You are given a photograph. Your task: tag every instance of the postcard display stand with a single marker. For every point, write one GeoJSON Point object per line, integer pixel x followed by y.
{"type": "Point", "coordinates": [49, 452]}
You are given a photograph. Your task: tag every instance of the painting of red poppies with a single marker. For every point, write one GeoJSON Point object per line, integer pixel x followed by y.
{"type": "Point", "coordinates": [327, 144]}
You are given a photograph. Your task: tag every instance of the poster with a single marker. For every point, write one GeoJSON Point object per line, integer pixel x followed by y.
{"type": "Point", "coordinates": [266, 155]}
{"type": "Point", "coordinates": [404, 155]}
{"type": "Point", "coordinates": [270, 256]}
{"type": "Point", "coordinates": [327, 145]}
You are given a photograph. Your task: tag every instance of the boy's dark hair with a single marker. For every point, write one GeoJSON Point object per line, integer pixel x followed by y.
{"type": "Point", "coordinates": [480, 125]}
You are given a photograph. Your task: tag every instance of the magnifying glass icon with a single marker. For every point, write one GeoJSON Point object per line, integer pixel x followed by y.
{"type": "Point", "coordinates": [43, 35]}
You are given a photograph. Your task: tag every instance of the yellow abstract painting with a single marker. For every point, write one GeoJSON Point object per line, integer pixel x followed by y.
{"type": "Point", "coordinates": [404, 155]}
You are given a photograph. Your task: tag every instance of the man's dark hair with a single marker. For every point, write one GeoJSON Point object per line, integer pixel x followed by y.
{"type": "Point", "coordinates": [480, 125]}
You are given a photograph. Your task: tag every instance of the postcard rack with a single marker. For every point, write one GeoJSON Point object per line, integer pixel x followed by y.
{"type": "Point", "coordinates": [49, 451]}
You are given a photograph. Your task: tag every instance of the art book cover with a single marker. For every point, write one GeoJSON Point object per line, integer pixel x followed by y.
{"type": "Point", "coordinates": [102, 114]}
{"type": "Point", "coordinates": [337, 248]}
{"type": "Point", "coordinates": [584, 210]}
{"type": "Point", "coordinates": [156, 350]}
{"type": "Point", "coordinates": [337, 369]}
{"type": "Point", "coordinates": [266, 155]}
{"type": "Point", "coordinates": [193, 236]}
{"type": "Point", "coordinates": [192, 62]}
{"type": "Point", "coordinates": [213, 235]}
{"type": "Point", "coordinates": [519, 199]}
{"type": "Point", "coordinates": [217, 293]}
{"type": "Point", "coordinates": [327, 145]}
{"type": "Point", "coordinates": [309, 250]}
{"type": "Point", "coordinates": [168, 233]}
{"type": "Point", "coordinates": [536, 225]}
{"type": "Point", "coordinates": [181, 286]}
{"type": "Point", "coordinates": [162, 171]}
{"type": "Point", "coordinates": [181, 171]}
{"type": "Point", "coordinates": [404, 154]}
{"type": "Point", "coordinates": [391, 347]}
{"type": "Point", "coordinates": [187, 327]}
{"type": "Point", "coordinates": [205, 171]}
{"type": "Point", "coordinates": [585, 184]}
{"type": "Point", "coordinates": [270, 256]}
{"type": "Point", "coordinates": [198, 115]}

# # #

Reproduce the data in its entirety, matching each character.

▸ **Written response**:
You are given a photograph. Your task: tag every instance of the postcard display stand with a single marker. For every point, write one GeoJSON Point object per line, integer pixel x followed by y.
{"type": "Point", "coordinates": [49, 452]}
You are given a photograph. Your task: tag every instance of the painting of red poppies with a single marker. For every point, write one GeoJSON Point object per line, integer pixel x followed by y.
{"type": "Point", "coordinates": [327, 144]}
You are given a photograph. Your task: tag every instance of the poster with a single marker. For every point, write one GeoJSON Point object per line, integer pixel x followed by y.
{"type": "Point", "coordinates": [266, 155]}
{"type": "Point", "coordinates": [404, 155]}
{"type": "Point", "coordinates": [270, 256]}
{"type": "Point", "coordinates": [327, 145]}
You are given a photograph. Your task: tag every instance of the boy's dark hair with a single marker. For every point, write one GeoJSON Point object per line, integer pixel x followed by y.
{"type": "Point", "coordinates": [480, 125]}
You are given a photograph. Your task: tag every instance of the magnifying glass icon with a single marker. For every point, write one GeoJSON Point object per line, integer pixel x followed by y.
{"type": "Point", "coordinates": [43, 35]}
You are given a photograph. Your task: tag every instance of the yellow abstract painting with a single marker. For every point, write one GeoJSON Point object per line, integer pixel x followed by y.
{"type": "Point", "coordinates": [404, 155]}
You are given a photograph. Your task: tag every instance of the man's dark hair with a single marker. For every point, write one GeoJSON Point object per line, integer pixel x followed by y.
{"type": "Point", "coordinates": [480, 125]}
You are given a photograph. Your task: tag every instance of the postcard rack with a single marker. For every point, write one GeoJSON Point object per line, integer pixel x followed by y.
{"type": "Point", "coordinates": [49, 451]}
You are given a photograph. Your task: tag every instance of the art book cover with a single marker. For every point, write one GeoJSON Point object per line, integer pixel x followed by y.
{"type": "Point", "coordinates": [102, 114]}
{"type": "Point", "coordinates": [337, 248]}
{"type": "Point", "coordinates": [584, 210]}
{"type": "Point", "coordinates": [156, 350]}
{"type": "Point", "coordinates": [337, 369]}
{"type": "Point", "coordinates": [266, 155]}
{"type": "Point", "coordinates": [193, 236]}
{"type": "Point", "coordinates": [192, 62]}
{"type": "Point", "coordinates": [213, 235]}
{"type": "Point", "coordinates": [519, 199]}
{"type": "Point", "coordinates": [217, 293]}
{"type": "Point", "coordinates": [327, 145]}
{"type": "Point", "coordinates": [309, 250]}
{"type": "Point", "coordinates": [168, 233]}
{"type": "Point", "coordinates": [536, 225]}
{"type": "Point", "coordinates": [181, 286]}
{"type": "Point", "coordinates": [162, 171]}
{"type": "Point", "coordinates": [181, 171]}
{"type": "Point", "coordinates": [404, 154]}
{"type": "Point", "coordinates": [391, 347]}
{"type": "Point", "coordinates": [187, 327]}
{"type": "Point", "coordinates": [205, 171]}
{"type": "Point", "coordinates": [585, 184]}
{"type": "Point", "coordinates": [270, 256]}
{"type": "Point", "coordinates": [198, 115]}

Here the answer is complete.